___ SELECTED TEXT

InterSpeech 2021

Voice Activity Detection With Teacher-Student Domain Emulation
(Oral presentation)

Jarrod Luckenbaugh (University of Texas at Dallas, USA), Samuel Abplanalp (Boston University, USA), Rachel Gonzalez (San Francisco State University, USA), Daniel Fulford (Boston University, USA), David Gard (San Francisco State University, USA), Carlos Busso (University of Texas at Dallas, USA)
Transfer learning is a promising approach to increase performance for many speech-based systems, including voice activity detection (VAD). Domain adaptation, a subfield of transfer learning, often improves model conditioning in the presence of a mismatch between train-test conditions. This study proposes a formulation for VAD based on the teacher-student training, where the teacher model, trained with clean data, transfers knowledge to the student model trained with a noisy, paired version of the corpus resembling the test conditions. The models leverage temporal information using recurrent neural networks (RNN), implemented with either bidirectional long short term memory (BLSTM) or the modern, continuous-state Hopfield network. We provide evidence that in-domain noise emulation for domain adaptation is viable under unconstrained audio channel conditions for VAD “in the wild.” Our application domain is in healthcare, where multimodal sensors, including microphones, from portable devices are used to automatically predict social isolation in patients affected by schizophrenia. We empirically show positive results for domain emulation when the training conditions are similar to the target domain. We also show that the Hopfield network outperforms our best BLSTM for VAD on real-world benchmarks.

______

■ **QUESTIONS TO ANSWER**:
[a] According to the voice activity detection abstract, what kind of data is the teacher model trained with?
[b] Copy the voice activity detection abstract word for word, starting at "InterSpeech 2021" and going up to and including "Busso (University of Texas at Dallas, USA)".

___ DATA

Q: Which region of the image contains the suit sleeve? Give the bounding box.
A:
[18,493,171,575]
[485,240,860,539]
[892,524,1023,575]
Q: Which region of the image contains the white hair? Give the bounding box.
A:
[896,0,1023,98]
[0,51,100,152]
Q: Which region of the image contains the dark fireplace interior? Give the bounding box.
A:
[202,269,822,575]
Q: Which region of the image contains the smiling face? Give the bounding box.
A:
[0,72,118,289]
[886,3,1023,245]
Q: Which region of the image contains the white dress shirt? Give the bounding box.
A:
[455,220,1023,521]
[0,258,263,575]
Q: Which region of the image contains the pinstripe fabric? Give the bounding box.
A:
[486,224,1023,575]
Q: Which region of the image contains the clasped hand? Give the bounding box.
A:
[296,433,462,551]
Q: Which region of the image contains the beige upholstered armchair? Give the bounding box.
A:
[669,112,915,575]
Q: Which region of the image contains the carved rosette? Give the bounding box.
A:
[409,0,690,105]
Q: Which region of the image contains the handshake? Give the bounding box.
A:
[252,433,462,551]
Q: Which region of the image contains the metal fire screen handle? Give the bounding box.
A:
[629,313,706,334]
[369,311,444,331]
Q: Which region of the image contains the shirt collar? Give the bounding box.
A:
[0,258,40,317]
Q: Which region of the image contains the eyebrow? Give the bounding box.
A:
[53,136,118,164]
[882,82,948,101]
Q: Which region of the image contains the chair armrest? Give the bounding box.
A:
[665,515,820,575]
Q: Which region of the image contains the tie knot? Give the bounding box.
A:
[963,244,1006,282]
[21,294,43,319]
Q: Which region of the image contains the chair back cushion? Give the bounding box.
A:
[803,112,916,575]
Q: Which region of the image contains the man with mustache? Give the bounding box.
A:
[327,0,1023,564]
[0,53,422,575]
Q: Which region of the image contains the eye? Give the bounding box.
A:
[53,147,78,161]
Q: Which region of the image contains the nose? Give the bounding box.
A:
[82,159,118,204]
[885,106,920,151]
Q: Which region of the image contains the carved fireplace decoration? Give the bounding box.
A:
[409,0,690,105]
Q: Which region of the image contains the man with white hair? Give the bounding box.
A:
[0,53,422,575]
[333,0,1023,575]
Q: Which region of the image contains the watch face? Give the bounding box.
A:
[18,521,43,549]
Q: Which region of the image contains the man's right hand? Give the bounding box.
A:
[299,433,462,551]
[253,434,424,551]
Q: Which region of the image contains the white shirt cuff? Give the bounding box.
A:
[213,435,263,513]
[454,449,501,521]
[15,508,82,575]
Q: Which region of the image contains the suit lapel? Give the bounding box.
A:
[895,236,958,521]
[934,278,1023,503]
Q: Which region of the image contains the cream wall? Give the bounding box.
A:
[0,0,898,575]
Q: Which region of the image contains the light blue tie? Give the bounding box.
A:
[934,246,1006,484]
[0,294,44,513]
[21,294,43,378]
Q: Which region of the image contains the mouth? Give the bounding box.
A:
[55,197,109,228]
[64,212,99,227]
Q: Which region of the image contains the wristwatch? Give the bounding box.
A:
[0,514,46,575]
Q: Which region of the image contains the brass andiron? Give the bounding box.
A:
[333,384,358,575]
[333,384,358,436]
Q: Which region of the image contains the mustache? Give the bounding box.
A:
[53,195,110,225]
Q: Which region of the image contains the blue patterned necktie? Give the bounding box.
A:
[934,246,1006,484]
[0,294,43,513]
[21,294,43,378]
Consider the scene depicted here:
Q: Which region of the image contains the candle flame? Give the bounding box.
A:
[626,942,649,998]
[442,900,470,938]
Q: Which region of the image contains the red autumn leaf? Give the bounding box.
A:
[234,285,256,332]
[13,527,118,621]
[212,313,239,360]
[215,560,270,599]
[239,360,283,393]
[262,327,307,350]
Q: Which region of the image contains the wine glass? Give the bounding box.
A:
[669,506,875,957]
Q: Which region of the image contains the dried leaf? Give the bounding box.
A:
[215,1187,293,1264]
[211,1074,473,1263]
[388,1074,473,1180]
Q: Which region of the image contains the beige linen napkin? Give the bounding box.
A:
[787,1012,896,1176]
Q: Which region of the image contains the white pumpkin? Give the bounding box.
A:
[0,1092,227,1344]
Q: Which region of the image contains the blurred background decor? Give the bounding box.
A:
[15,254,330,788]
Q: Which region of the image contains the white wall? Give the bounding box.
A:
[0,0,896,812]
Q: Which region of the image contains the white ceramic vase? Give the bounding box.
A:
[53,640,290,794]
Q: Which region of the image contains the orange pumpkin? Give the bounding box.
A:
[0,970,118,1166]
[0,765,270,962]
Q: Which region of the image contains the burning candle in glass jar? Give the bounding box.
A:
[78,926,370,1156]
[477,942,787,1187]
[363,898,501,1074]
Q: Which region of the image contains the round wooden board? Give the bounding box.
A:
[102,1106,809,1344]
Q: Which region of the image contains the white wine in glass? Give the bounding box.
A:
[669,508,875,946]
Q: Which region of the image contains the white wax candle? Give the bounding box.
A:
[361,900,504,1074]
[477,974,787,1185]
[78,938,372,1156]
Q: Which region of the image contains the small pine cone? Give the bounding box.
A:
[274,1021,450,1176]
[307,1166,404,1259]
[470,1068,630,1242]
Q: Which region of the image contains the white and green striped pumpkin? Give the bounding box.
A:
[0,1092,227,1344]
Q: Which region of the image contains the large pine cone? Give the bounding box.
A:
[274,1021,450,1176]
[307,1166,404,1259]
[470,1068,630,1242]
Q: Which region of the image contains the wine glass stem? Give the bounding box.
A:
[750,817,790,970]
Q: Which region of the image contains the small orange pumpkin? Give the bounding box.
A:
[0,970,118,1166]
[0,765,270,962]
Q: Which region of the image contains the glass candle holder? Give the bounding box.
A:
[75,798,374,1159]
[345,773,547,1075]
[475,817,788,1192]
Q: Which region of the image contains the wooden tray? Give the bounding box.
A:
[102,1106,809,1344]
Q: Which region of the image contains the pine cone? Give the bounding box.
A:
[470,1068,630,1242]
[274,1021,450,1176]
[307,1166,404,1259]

______
___ DATA

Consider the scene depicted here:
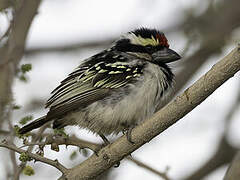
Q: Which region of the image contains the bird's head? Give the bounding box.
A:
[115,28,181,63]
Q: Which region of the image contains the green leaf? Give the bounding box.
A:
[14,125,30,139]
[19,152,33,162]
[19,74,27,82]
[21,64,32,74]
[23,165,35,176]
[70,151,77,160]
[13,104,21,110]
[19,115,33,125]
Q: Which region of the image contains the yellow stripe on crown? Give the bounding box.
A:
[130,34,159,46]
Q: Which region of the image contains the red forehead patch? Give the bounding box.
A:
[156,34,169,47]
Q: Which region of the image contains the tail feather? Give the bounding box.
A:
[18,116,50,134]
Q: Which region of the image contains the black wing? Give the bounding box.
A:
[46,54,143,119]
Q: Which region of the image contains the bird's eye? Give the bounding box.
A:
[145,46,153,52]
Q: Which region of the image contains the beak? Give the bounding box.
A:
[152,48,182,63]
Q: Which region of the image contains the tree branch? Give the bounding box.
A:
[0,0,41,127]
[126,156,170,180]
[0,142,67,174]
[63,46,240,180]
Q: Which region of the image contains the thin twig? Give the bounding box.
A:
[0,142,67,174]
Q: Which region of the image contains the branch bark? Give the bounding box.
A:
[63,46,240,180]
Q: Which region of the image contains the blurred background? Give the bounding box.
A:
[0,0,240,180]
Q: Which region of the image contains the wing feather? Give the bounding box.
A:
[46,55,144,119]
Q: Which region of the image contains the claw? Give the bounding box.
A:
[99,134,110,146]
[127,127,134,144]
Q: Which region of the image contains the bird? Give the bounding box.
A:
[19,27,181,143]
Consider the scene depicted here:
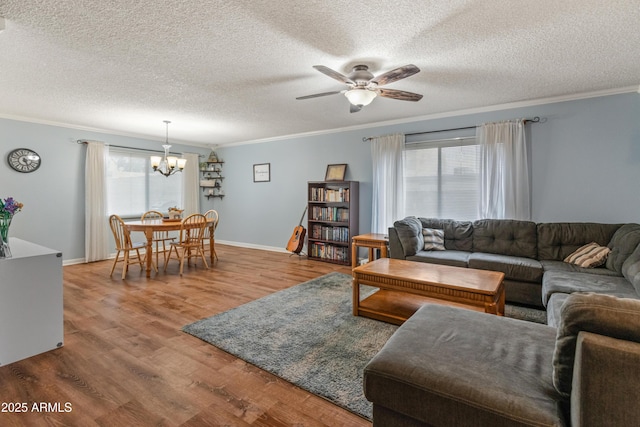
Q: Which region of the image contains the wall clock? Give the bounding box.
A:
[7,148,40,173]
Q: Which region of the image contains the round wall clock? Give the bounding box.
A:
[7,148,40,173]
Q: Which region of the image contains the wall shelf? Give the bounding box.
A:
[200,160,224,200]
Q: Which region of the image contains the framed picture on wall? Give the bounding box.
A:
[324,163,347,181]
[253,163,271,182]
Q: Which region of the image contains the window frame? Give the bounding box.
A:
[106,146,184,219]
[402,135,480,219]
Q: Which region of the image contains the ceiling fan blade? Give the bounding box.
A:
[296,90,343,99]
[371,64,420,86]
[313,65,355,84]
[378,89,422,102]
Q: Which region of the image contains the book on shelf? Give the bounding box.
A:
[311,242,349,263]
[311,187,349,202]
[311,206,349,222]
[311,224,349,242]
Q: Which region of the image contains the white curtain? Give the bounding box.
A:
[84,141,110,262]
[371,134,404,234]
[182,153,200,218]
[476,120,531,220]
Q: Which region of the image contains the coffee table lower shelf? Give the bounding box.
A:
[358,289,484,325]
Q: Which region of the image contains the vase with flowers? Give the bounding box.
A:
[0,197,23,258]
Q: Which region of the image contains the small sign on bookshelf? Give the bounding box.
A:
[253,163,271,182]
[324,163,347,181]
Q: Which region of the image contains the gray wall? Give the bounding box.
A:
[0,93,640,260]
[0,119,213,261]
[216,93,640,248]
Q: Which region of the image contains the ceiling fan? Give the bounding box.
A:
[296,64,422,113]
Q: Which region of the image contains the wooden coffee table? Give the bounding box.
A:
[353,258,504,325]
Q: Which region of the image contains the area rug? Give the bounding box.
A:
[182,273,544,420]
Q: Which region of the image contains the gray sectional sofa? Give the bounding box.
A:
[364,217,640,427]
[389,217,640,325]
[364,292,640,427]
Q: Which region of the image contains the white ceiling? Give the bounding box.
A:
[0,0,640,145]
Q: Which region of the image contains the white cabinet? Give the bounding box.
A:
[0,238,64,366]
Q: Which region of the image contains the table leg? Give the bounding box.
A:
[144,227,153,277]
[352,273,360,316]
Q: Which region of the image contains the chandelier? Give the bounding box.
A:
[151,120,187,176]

______
___ DATA

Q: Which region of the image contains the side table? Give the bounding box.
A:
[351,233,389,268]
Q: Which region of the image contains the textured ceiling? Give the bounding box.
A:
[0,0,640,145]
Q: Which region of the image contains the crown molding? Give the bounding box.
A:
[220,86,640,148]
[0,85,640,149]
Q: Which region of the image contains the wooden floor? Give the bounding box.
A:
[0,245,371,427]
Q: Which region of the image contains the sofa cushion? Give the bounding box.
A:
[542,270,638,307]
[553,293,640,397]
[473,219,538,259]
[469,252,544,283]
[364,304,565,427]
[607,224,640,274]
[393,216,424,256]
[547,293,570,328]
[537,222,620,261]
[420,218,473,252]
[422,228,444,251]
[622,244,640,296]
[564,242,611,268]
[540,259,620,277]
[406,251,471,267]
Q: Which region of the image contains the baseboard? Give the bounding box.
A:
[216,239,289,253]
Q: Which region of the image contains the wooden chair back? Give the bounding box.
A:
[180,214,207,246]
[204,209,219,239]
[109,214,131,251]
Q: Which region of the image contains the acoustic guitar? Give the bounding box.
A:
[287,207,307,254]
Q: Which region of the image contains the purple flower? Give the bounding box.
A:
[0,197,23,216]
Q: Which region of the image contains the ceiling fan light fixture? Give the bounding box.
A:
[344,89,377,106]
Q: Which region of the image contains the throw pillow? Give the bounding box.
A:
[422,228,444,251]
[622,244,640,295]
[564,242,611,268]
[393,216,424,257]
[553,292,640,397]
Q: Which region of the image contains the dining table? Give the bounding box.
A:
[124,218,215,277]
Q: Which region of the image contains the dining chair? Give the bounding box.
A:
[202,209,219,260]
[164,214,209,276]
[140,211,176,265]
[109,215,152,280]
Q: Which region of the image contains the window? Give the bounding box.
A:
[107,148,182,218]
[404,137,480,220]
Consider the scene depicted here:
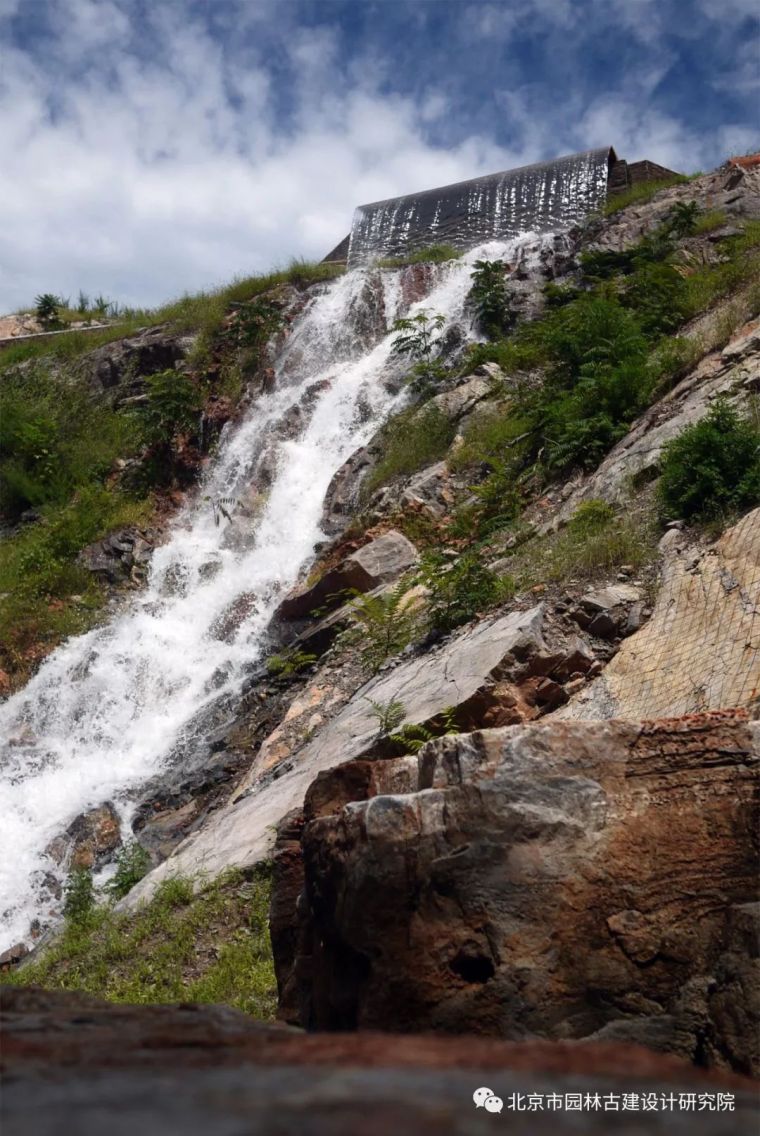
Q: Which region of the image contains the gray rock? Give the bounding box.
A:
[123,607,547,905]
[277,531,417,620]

______

■ **WRITTEN ANSWERS**:
[a] Clean data.

[b]
InterSpeech 2021

Voice Activity Detection With Teacher-Student Domain Emulation
(Oral presentation)

Jarrod Luckenbaugh (University of Texas at Dallas, USA), Samuel Abplanalp (Boston University, USA), Rachel Gonzalez (San Francisco State University, USA), Daniel Fulford (Boston University, USA), David Gard (San Francisco State University, USA), Carlos Busso (University of Texas at Dallas, USA)